_TEXT EXCERPT_
↓

PS hard to covet any iron down here right now; they'll bend you over for it. Yet, I have seen the "show ads" for he python and sort of got interested. After the election maybe. My old S&W K22 "kit gun" is the standard for revolver lock worx. Smooth as silk with that Smith "detent before fire" feature.

I do like how they're rigged the mainspring in the new Python. Ought give it a relatively "light" DA pull. But if you DA pull it all the time, it malfunctions????....? I haven't heard 71 Chevelle's criticism, as they havent been out that long to tell . And in fact, they would have run the thing 10,000 dry fires in DA mode so....? Where the facts?

But you need a DA to run well in DA . Otherwise carry an semi, imho. I've carried a semi since 1978. Now with age, and rolling my own rounds almost exclusively, I would prefer the utter simplicity and reliability of a wheelgun.
I have had hundreds (maybe close to a thousand by now) of old Pythons on my workbench, so here's my take on it:

The reason why the V-spring action can fail after a lot of DA firing is the "bank vault" lockup. When you cock the hammer, the cylinder will move to the next chamber, lock in place and the pawl (aka the hand) will retract like on any revolver. However, when you pull the trigger, the pawl will move up against the ratchet again and push on it. At this point, the pawl is pushing the cylinder against the bolt, which in turn is resting against the frame. This gives the cylinder a more positive and consistent lockup, which results in better accuracy.

↑

_EXERCISE_
Continue the forum discussion of the Python revolver's double-action mechanism, starting after its final sentence.

_DATA SUPPLIED_

↓

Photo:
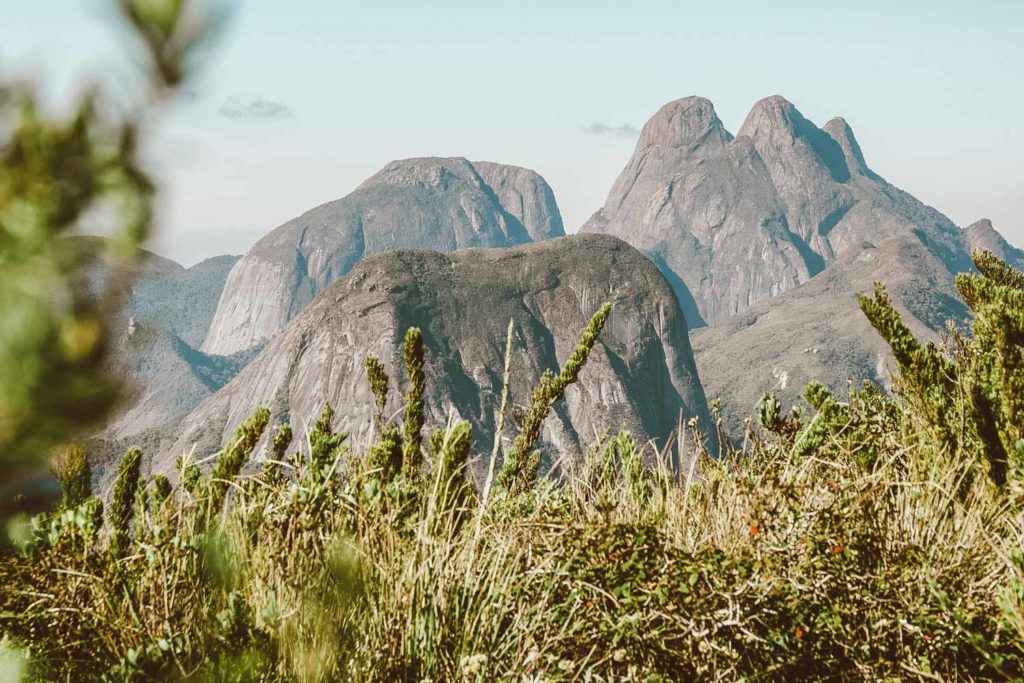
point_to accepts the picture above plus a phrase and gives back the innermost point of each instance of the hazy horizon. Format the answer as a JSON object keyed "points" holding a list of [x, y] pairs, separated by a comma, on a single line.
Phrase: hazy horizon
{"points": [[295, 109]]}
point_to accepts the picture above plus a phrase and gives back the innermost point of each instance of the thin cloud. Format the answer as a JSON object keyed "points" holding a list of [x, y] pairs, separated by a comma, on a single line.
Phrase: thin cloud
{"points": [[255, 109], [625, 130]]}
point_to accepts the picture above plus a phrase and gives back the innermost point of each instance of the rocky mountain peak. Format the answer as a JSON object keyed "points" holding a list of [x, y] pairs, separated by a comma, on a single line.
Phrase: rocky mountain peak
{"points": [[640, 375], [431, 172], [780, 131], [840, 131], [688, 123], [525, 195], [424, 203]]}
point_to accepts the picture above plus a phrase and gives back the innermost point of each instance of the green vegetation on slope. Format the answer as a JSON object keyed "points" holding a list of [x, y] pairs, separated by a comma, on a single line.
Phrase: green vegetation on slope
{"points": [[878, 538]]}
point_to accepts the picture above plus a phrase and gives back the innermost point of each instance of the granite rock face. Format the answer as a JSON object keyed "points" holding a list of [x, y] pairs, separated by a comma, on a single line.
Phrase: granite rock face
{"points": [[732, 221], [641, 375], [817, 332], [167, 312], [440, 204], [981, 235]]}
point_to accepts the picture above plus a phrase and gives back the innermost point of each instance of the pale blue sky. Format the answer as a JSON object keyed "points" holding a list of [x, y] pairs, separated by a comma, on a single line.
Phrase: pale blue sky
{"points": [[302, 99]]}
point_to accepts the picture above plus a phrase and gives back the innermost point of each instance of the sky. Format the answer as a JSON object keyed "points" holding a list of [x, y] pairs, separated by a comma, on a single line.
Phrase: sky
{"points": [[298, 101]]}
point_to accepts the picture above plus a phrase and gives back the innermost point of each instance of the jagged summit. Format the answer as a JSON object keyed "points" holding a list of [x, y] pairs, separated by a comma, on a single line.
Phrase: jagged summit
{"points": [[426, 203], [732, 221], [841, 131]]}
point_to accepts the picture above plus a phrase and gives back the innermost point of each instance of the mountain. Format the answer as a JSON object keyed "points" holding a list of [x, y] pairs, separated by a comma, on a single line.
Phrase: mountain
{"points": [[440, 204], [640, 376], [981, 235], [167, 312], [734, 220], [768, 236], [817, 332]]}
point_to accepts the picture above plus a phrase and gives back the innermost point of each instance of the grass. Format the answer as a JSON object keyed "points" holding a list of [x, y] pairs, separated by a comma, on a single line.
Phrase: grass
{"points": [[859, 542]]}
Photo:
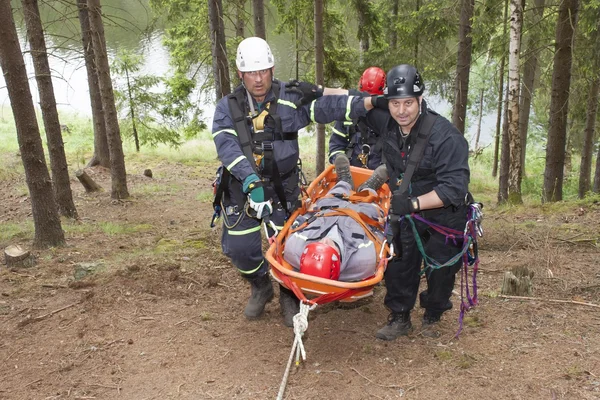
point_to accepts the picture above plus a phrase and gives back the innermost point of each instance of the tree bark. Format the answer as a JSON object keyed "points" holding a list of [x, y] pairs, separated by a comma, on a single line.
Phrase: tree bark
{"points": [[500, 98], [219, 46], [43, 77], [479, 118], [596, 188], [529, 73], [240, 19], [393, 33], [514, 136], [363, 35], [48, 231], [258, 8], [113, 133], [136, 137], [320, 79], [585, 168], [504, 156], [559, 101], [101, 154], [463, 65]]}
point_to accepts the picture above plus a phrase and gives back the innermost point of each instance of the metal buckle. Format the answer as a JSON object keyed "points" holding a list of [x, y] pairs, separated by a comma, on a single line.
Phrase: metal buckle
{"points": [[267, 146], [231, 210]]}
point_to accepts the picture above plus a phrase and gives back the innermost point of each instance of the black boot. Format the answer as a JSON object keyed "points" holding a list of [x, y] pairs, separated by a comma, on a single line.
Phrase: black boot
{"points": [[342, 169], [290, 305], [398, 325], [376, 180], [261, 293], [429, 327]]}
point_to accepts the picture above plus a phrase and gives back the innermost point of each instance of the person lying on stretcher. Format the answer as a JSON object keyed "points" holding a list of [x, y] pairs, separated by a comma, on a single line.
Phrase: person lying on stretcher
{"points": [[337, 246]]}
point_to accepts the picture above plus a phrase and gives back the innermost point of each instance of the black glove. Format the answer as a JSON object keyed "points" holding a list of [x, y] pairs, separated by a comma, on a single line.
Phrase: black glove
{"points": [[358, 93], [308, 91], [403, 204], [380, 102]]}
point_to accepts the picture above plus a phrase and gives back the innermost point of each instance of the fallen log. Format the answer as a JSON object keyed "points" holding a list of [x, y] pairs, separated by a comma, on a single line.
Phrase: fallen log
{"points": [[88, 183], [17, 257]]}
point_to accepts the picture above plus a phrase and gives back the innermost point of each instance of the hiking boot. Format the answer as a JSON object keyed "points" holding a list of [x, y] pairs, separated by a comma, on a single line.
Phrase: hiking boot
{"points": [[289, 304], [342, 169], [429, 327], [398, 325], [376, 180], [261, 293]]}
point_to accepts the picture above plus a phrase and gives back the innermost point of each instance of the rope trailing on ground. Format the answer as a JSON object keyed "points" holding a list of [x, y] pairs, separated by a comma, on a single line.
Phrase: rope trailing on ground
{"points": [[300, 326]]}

↑
↓

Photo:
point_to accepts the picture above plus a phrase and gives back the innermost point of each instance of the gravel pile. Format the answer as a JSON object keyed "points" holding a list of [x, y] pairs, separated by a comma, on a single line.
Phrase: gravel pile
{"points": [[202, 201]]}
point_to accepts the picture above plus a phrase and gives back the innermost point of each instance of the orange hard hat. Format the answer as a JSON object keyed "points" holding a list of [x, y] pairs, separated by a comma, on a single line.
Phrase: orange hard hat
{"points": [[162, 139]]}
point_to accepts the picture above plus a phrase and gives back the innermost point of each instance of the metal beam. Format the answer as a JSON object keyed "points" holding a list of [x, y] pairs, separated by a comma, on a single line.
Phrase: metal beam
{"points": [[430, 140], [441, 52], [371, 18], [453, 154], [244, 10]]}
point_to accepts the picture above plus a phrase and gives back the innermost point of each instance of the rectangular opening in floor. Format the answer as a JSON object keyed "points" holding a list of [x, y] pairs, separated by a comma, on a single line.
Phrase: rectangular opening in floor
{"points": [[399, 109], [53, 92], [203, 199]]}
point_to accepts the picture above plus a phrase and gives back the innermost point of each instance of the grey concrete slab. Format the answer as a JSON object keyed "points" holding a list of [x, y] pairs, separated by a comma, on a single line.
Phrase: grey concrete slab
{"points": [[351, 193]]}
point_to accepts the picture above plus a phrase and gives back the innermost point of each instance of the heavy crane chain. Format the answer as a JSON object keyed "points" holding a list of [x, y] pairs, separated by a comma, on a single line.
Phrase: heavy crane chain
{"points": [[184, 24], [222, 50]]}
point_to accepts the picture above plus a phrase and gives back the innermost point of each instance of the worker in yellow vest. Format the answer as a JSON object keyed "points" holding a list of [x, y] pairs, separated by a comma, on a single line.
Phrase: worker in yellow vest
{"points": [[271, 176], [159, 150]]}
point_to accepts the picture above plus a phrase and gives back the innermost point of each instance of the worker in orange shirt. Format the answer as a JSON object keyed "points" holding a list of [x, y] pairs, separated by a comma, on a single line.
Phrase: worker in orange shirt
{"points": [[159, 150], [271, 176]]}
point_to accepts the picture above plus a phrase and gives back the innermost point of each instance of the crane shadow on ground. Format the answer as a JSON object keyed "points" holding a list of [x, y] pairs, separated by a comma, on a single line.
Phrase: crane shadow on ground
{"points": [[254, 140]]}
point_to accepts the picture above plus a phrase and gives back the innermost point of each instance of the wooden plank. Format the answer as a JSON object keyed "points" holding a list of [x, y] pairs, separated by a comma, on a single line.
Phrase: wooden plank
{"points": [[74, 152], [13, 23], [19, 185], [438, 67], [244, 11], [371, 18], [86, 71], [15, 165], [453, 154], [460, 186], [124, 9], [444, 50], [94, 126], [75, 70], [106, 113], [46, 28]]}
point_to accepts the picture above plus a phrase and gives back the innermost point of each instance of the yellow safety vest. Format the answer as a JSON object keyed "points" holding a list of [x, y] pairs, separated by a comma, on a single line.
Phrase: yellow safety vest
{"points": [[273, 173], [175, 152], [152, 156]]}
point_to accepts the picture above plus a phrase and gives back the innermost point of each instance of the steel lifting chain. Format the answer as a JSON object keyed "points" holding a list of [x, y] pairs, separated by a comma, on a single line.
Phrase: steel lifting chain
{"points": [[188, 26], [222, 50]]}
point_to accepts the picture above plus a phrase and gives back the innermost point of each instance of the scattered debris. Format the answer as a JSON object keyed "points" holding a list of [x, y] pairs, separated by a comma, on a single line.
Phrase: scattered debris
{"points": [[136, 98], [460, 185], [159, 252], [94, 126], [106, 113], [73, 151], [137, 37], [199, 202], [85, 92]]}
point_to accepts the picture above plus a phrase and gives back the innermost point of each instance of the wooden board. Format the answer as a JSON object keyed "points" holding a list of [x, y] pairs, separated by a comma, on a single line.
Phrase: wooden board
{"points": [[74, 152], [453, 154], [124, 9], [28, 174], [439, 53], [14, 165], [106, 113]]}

↑

_OUTPUT_
The most common failure in the V-spring action is that the tip of the pawl wears to the point that it can't push the cylinder into lockup anymore. DA firing can cause this, since you tend to pull the trigger harder than in SA. On Pythons that have been rode really hard, you can even see the side of the frame bulging from the pressure of the cylinder bolt.

The lock work in the new Python is totally different from the old one. It's based on the Mk III action (same as in Trooper Mk III, King Cobra, Anaconda etc), so it should be much more robust than the old "V-spring" action. However, it does include the "bank vault" lockup, so I would expect the same pawl wear to occur sooner or later. In all fairness: The gun will still work without the extra lockup and it take a lot of shooting to put it out of commission entirely, but it seems like this is a weak point inherited from the old action.

Personally, I'd look at the old Python as a target gun, rather than a carry gun. For 100% reliability, I'd take a S&W any day. The Python may be a tad more accurate, but you have to be a pretty darn good shot to notice any difference. I haven't seen much info on the accuracy of the new Python, but even if it's on par with the old one, it's more accuracy than most of us can use.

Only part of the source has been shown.